## WORK ORDER:
The task calls for each record to be given again unchanged, minus any pictures.

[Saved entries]
**********

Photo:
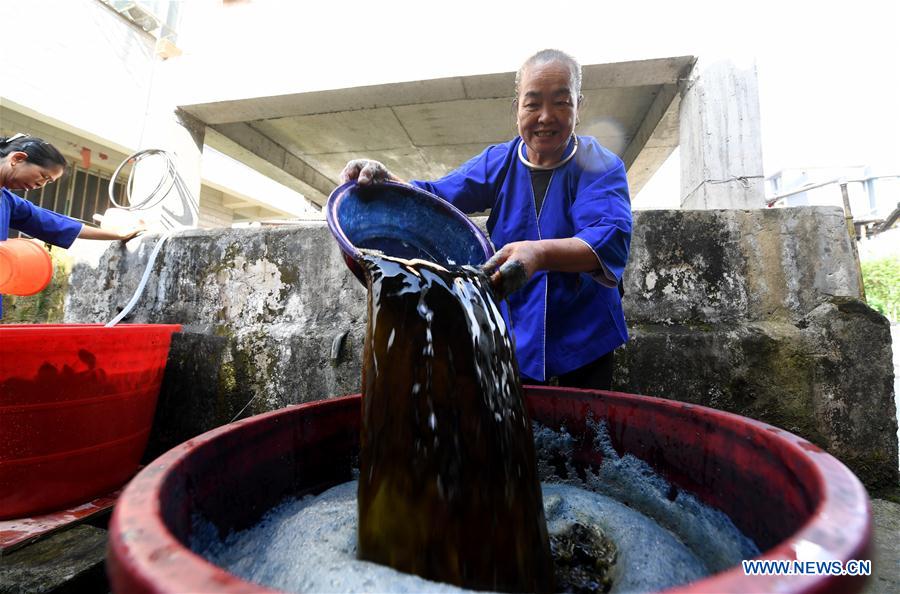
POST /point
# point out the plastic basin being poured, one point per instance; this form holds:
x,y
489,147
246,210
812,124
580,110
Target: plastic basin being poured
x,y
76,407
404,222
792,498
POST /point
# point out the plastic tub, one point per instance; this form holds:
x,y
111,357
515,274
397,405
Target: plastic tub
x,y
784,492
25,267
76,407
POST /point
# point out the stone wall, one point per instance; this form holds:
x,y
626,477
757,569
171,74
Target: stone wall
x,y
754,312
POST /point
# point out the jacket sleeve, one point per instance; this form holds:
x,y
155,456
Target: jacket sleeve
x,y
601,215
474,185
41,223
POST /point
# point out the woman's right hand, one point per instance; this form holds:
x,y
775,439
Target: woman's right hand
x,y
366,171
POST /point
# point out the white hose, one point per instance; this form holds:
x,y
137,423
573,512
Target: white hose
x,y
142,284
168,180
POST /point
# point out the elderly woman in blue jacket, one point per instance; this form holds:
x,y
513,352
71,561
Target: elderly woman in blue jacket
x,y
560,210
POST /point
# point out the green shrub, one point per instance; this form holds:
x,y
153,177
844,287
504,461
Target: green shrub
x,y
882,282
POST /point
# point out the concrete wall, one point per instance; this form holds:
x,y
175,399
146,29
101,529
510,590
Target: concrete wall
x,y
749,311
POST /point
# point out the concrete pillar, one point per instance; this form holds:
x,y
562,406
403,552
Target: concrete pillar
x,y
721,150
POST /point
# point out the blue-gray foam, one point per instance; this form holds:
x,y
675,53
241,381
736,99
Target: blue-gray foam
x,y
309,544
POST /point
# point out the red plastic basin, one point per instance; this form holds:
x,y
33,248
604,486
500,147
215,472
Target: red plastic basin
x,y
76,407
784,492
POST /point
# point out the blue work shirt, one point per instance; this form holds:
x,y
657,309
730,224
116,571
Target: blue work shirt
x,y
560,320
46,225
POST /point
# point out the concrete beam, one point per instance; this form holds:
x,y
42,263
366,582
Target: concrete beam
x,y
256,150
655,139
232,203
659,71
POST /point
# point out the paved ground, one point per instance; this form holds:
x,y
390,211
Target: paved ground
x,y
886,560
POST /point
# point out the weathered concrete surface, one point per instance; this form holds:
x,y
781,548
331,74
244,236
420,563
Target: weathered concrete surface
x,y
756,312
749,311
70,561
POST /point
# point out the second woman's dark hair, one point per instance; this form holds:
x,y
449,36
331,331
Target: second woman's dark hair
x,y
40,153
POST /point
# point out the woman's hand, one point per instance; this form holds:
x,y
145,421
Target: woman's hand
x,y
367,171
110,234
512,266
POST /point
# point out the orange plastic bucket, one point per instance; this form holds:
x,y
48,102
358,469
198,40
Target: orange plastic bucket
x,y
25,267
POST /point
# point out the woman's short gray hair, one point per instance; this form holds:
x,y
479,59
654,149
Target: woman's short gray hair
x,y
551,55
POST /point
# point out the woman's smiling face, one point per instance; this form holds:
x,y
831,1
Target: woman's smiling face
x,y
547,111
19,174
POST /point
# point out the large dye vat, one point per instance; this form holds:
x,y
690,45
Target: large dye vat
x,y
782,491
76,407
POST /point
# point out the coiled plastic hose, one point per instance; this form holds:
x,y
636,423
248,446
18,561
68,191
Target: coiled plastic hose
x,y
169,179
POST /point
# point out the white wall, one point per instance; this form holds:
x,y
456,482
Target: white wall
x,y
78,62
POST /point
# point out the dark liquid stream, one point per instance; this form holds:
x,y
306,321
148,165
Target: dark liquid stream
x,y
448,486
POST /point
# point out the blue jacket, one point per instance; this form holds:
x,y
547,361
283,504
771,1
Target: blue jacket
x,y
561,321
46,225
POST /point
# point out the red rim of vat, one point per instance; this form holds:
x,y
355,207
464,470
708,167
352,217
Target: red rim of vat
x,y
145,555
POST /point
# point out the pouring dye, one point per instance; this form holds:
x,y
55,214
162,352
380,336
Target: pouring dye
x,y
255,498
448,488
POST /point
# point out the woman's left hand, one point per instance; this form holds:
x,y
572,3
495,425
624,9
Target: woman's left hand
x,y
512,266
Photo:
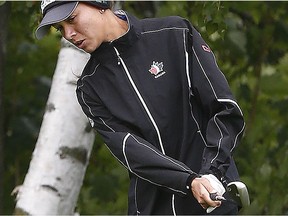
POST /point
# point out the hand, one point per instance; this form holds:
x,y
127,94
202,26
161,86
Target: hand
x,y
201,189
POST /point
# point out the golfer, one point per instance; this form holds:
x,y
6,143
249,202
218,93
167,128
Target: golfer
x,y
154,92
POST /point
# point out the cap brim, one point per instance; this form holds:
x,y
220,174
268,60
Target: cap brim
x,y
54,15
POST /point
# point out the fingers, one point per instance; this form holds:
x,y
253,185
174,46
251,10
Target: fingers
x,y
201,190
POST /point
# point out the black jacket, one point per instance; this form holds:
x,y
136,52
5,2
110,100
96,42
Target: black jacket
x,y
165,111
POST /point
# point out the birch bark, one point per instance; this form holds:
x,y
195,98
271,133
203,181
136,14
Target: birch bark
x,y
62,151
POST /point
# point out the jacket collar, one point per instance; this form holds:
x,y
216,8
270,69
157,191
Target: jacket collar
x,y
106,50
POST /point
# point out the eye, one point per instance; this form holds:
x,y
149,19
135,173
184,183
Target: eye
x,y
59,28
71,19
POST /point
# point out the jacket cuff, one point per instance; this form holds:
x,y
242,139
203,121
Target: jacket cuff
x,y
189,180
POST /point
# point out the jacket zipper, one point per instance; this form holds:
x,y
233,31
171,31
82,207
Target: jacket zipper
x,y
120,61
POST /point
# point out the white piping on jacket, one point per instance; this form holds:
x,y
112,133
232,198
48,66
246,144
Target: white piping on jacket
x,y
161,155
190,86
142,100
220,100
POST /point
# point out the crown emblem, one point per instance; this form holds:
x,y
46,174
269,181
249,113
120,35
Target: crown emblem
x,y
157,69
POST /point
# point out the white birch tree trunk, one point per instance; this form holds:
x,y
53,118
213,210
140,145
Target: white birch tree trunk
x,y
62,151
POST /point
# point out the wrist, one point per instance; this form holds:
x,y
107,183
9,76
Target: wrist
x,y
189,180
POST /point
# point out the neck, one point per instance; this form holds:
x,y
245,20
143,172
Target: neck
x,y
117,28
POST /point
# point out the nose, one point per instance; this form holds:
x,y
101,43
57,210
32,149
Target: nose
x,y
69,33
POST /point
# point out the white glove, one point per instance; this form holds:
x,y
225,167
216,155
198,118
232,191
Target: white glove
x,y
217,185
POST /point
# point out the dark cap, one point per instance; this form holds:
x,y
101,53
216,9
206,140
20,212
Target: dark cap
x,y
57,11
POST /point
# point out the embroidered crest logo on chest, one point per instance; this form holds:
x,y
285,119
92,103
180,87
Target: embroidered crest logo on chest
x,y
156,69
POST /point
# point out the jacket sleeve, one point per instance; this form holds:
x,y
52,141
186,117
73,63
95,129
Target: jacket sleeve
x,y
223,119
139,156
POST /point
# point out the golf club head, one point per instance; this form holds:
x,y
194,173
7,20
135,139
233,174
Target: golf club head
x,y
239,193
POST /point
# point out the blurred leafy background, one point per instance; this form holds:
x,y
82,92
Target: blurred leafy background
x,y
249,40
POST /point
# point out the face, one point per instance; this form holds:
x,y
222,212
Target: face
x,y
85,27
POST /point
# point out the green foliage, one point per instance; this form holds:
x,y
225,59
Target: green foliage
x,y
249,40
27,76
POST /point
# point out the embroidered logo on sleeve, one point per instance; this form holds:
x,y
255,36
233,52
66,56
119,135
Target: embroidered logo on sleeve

**********

## ANSWER:
Photo:
POST /point
# point out the plastic basin being poured, one point per instance; this form holds:
x,y
489,147
246,210
812,124
580,110
Target: plastic basin being poured
x,y
76,407
404,222
792,498
POST /point
# point out the plastic tub, one point per instance; this form holds:
x,y
111,357
515,274
397,405
Target: plastic tub
x,y
784,492
25,267
76,407
POST /point
# point out the stone wall, one point per instance; this form holds:
x,y
626,477
757,569
171,74
Target: stone wall
x,y
754,312
POST /point
# point out the jacket sleeve, one point per instance; this form holds:
x,y
155,456
Target: jacket sleeve
x,y
601,215
474,185
41,223
POST /point
# point out the woman's right hand, one point per instance; this form holds:
x,y
775,439
Target: woman's right hand
x,y
366,171
POST /point
# point out the white hose, one point per instance; this form holds:
x,y
137,423
573,512
Target: white hose
x,y
142,284
168,180
POST /point
# point out the elderly woman in blue jacket, one point per instance; this form holds:
x,y
513,352
71,561
Target: elderly woman in blue jacket
x,y
560,210
POST /point
# point out the green shrub, one point per instance; this form holds:
x,y
153,177
844,287
504,461
Target: green shrub
x,y
882,282
POST /point
# point out the concrete wall, one point per instance; this form holds:
x,y
175,399
146,29
101,529
510,590
Target: concrete wall
x,y
749,311
POST /point
# point out the concrete pillar, one point per instance; this form holds:
x,y
562,406
403,552
Target: concrete pillar
x,y
721,150
POST /point
# point out the blue-gray foam, one point per instance; this form holds:
x,y
675,53
241,381
736,99
Target: blue-gray foam
x,y
309,544
POST /point
# point out the red plastic basin, one point per instance; this form holds:
x,y
33,248
604,486
500,147
215,472
Target: red plastic basin
x,y
76,407
784,492
POST /point
# point out the blue work shirt, one point per instance; this form holds:
x,y
657,309
730,224
116,571
Target: blue work shirt
x,y
560,320
46,225
POST /point
# point out the concrete beam, one point per instance; this form holds:
x,y
42,263
366,582
Target: concrete beam
x,y
256,150
655,139
232,203
659,71
POST /point
# point out the paved ground, one point per instance; this form holds:
x,y
390,211
Target: paved ground
x,y
886,560
POST /point
# point out the weathered concrete surface, one point per instance; this form holds:
x,y
781,548
331,74
244,236
420,563
Target: weathered concrete surface
x,y
756,312
749,311
70,561
POST /point
# point out the second woman's dark hair, one point per instance; this form holds:
x,y
449,36
331,331
Target: second woman's dark hair
x,y
40,153
POST /point
# point out the woman's hand, one point per instance; this form holds:
x,y
145,421
Target: woman's hand
x,y
367,171
110,234
512,266
POST /point
# point out the orange plastic bucket, one point per instance; this form holds:
x,y
48,102
358,469
198,40
Target: orange plastic bucket
x,y
25,267
POST /point
# point out the woman's short gray hair, one point per instance; this form holds:
x,y
479,59
654,149
Target: woman's short gray hair
x,y
551,55
POST /point
# point out the woman's smiling face, one point per instance; this form holds:
x,y
831,1
Target: woman's smiling face
x,y
547,111
19,174
POST /point
# point out the large dye vat, one point per instance; this form holds:
x,y
690,45
Target: large dye vat
x,y
782,491
76,407
POST /point
# point out the coiled plastic hose, one point per instance; this form holds:
x,y
636,423
248,446
18,561
68,191
Target: coiled plastic hose
x,y
169,179
POST /point
# point out the white wall, one point per instance; this form holds:
x,y
456,482
Target: white wall
x,y
78,62
POST /point
# point out the dark liquid stream, one point per instance; this form holds:
x,y
306,321
148,165
Target: dark liquid stream
x,y
448,486
POST /point
# point out the blue jacket, one point per instance; this form holds:
x,y
547,361
283,504
771,1
Target: blue jacket
x,y
561,321
46,225
POST /point
# point out the red rim of vat, one point per instance; this form holds:
x,y
355,207
464,470
708,167
352,217
Target: red rim of vat
x,y
145,555
POST /point
# point out the pouring dye, one point per instance; this form holds:
x,y
55,214
162,352
380,336
Target: pouring dye
x,y
255,498
448,488
POST /point
# point out the woman's left hand, one point per instance; this form holds:
x,y
572,3
495,425
624,9
Target: woman's left hand
x,y
512,266
Photo:
POST /point
# point out the hand, one point per instance; this form holds:
x,y
127,94
202,26
161,86
Target: hand
x,y
201,189
POST /point
# point out the golfer, one point per instance; this form holds:
x,y
6,143
249,202
218,93
167,128
Target: golfer
x,y
154,92
POST /point
# point out the cap brim, one point per instance; this form holds:
x,y
220,174
268,60
Target: cap brim
x,y
54,15
POST /point
# point out the fingers, one point per instance; this form holds:
x,y
253,185
174,46
251,10
Target: fingers
x,y
201,190
POST /point
# point out the black jacket, one point per instance; this form holds:
x,y
136,52
5,2
110,100
96,42
Target: black jacket
x,y
165,111
POST /point
# point out the birch bark, one point per instance; this form holds:
x,y
195,98
271,133
203,181
136,14
Target: birch bark
x,y
62,151
POST /point
# point out the jacket collar, one point per instance; this form holds:
x,y
216,8
270,69
157,191
Target: jacket collar
x,y
106,50
POST /point
# point out the eye, one point per instance; this form holds:
x,y
149,19
135,173
184,183
Target: eye
x,y
59,28
71,19
POST /point
# point out the jacket cuff, one point per instance; this form holds:
x,y
242,139
203,121
Target: jacket cuff
x,y
189,180
POST /point
# point out the jacket zipper, one point per instance; this form holds:
x,y
233,31
171,31
82,207
Target: jacket zipper
x,y
120,61
POST /point
# point out the white piping on jacket, one point per instance; this form holds:
x,y
112,133
232,198
48,66
246,144
Target: white piping on jacket
x,y
161,155
190,86
142,100
220,100
POST /point
# point out the crown emblem, one point per instance; this form holds:
x,y
46,174
269,181
249,113
120,35
Target: crown emblem
x,y
157,69
POST /point
# point out the white birch tree trunk, one point per instance; this form holds:
x,y
53,118
213,210
140,145
Target: white birch tree trunk
x,y
62,151
POST /point
# point out the wrist, one point per instance; this form holds:
x,y
107,183
9,76
Target: wrist
x,y
189,180
POST /point
# point out the neck, one point per instance; this form holds:
x,y
245,20
143,172
Target: neck
x,y
117,28
POST /point
# point out the nose, one point per instance; this form holds:
x,y
101,43
57,210
32,149
Target: nose
x,y
69,33
POST /point
# point out the white glove, one point per instance; this form holds:
x,y
225,167
216,155
198,118
232,191
Target: white glove
x,y
217,185
POST /point
# point out the dark cap, one point per instance; this form holds:
x,y
101,53
216,9
206,140
20,212
Target: dark cap
x,y
57,11
POST /point
# point out the embroidered crest logo on chest, one point per instance; this form holds:
x,y
285,119
92,103
180,87
Target: embroidered crest logo on chest
x,y
156,69
POST /point
# point out the jacket sleeve, one point per instance; this form holds:
x,y
52,141
186,117
73,63
95,129
Target: jacket sleeve
x,y
223,119
139,156
POST /point
# point out the golf club head, one point per instance; this form holds:
x,y
194,173
7,20
135,139
233,174
Target: golf club head
x,y
239,193
POST /point
# point out the blurred leafy background, one point per instance; this form holds:
x,y
82,92
Target: blurred leafy background
x,y
249,40
POST /point
# point out the face, one point per instance; this form holds:
x,y
222,212
Target: face
x,y
85,27
POST /point
# point out the green foliage, one point per instance; this form holds:
x,y
225,59
Target: green foliage
x,y
249,40
27,76
POST /point
# point out the embroidered logo on sleeve, one point per instance; this form holds:
x,y
255,36
233,52
66,56
119,135
Target: embroidered logo on sleeve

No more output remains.